**INSTRUCTIONS TO FOLLOW**
Print out each entry below in full, exactly as given, excluding pictures.
***** INPUT RECORDS *****
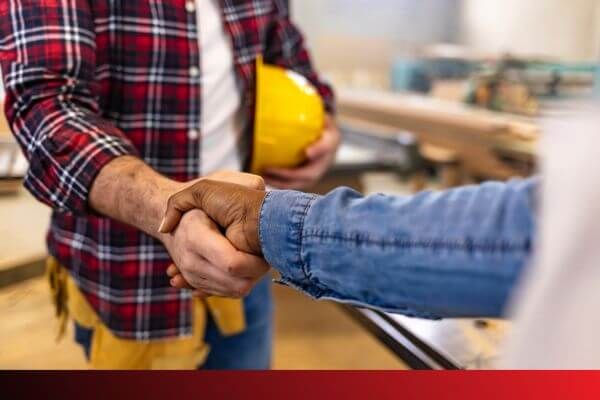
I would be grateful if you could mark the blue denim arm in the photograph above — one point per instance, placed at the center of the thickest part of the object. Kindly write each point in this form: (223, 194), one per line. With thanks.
(456, 253)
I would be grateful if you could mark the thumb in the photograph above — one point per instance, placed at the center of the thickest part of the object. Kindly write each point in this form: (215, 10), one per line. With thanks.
(177, 205)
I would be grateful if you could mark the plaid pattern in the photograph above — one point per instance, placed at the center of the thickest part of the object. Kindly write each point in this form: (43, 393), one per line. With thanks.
(89, 80)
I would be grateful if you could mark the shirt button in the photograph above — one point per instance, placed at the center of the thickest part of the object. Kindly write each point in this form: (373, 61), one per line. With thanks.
*****
**ANSWER TO THIS TASK**
I would be grateful if you could mark the blue denim arm in the photograph above — one point per instance, placed at the center of the thickest part of the object. Kindly write each point in this form: (223, 194), one per line. With thanks.
(456, 253)
I would be grateful if you could mark the thumb in the photograph above — one point per instance, placed at the center of the thickest part of the object. Kindly write each point in this form: (215, 10), one per line. With thanks.
(177, 205)
I would be grateful if you could mark the plaid pattern in the photograph above — one point per instance, placed at the center of the thickest part of the object. Kindly write each point in this form: (43, 393), one per line. With thanks.
(89, 80)
I would be grateful if you could mark the shirt button in the photograph above — one point per instance, placed at the center of the thickest part of the object. Kindly write each point in this form: (373, 61), one per line. With thanks.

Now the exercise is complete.